▸ **TASK TO COMPLETE**
Nothing before the line containing "of the ceiling" belongs in the answer; quote that line and all lines after it through the end of the material, word for word.

━━━ DATA FOR THIS EXERCISE ━━━

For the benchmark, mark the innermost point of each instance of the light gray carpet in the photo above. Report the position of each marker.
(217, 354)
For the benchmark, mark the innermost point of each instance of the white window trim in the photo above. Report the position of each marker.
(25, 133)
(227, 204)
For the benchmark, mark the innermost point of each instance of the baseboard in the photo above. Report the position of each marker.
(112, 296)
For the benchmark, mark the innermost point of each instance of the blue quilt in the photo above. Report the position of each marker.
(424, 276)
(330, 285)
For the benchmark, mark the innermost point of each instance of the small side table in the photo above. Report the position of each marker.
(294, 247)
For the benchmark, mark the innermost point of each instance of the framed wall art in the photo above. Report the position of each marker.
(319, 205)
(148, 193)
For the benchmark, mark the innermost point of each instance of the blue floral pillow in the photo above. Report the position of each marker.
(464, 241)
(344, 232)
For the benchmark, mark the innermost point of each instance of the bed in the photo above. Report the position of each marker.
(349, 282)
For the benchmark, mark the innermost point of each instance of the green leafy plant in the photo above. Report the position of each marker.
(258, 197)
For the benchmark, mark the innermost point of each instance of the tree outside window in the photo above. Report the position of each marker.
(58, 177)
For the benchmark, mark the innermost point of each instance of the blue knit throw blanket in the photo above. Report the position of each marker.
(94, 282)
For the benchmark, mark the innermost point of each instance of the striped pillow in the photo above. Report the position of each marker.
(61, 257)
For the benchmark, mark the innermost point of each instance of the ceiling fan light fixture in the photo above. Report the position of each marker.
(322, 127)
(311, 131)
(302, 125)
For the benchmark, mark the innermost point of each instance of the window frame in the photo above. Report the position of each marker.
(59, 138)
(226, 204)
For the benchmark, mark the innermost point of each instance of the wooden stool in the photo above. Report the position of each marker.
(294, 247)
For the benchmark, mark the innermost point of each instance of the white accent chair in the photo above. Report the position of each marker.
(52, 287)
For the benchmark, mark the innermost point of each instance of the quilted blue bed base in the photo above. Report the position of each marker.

━━━

▸ **ANSWER TO THIS EXERCISE**
For the benchmark, mark the innermost point of each instance of the ceiling fan light fixture in the photo above. Report the position of each marker.
(322, 127)
(311, 131)
(302, 125)
For the benchmark, mark the innermost point of each instance of the window frame in the photo above. Report the position of each marker.
(59, 138)
(226, 204)
For the benchmark, mark the innermost point of each instance of the wooden stool in the photo above. Report the position of each marker.
(294, 247)
For the benchmark, mark the innermost point of each instance of the white accent chair in the photo above. Report the position of each marker.
(52, 287)
For the benchmark, mark the innermost point of each instance of the quilted blue bed base in the photo above. Report the position of each marker.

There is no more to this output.